WHAT TO PRODUCE: Find every line in the data that contains the word "brick". Return each of those lines.
━━ AVAILABLE DATA ━━
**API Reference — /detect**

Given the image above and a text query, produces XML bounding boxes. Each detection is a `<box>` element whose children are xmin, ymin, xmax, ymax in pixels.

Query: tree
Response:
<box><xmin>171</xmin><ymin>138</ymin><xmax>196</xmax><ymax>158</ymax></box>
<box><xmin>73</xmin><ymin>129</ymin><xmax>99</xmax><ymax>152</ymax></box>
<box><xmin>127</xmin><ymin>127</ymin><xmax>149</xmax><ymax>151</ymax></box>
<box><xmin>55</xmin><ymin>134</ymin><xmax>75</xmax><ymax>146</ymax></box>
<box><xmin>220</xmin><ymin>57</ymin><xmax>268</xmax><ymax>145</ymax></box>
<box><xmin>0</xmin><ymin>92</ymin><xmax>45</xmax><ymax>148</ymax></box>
━━━
━━ AVAILABLE DATA ━━
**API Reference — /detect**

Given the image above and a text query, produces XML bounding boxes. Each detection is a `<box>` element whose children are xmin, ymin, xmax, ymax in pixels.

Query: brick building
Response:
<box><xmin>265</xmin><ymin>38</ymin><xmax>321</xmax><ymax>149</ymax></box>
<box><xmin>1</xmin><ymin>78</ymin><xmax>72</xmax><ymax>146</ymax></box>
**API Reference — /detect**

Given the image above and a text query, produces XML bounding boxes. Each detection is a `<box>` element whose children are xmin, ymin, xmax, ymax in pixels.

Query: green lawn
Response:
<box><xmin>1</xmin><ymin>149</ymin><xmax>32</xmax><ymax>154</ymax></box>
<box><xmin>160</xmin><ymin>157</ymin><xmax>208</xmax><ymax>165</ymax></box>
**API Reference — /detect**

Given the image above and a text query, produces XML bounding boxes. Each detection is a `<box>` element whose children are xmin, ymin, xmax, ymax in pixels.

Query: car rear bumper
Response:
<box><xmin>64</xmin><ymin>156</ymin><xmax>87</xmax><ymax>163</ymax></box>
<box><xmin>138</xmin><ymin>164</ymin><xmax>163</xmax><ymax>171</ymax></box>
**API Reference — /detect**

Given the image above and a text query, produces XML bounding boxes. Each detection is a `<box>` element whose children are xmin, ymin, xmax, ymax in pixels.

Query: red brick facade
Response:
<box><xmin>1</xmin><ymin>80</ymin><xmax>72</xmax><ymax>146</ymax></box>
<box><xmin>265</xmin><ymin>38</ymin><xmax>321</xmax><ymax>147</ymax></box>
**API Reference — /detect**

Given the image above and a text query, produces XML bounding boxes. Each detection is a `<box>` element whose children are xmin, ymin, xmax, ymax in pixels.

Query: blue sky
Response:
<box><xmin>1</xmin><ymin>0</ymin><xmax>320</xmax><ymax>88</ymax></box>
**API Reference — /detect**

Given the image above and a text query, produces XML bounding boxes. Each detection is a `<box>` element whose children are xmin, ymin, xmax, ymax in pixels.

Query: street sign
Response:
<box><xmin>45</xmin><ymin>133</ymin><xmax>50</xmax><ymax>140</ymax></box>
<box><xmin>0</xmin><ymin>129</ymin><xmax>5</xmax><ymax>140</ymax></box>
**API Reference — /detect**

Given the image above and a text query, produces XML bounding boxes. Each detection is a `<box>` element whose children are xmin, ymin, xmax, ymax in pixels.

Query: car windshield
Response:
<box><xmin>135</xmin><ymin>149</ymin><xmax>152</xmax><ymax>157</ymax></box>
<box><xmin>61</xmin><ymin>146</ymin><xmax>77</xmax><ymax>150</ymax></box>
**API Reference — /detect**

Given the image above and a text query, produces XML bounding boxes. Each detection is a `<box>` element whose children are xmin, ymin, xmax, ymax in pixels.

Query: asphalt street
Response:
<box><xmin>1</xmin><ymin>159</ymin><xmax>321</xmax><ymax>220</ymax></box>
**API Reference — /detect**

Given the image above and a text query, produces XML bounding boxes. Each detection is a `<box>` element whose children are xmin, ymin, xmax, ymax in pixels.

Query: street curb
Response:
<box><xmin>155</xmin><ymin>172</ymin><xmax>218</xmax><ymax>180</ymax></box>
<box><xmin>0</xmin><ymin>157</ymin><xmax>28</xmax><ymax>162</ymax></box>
━━━
ANSWER BOX:
Query: brick building
Query: red brick facade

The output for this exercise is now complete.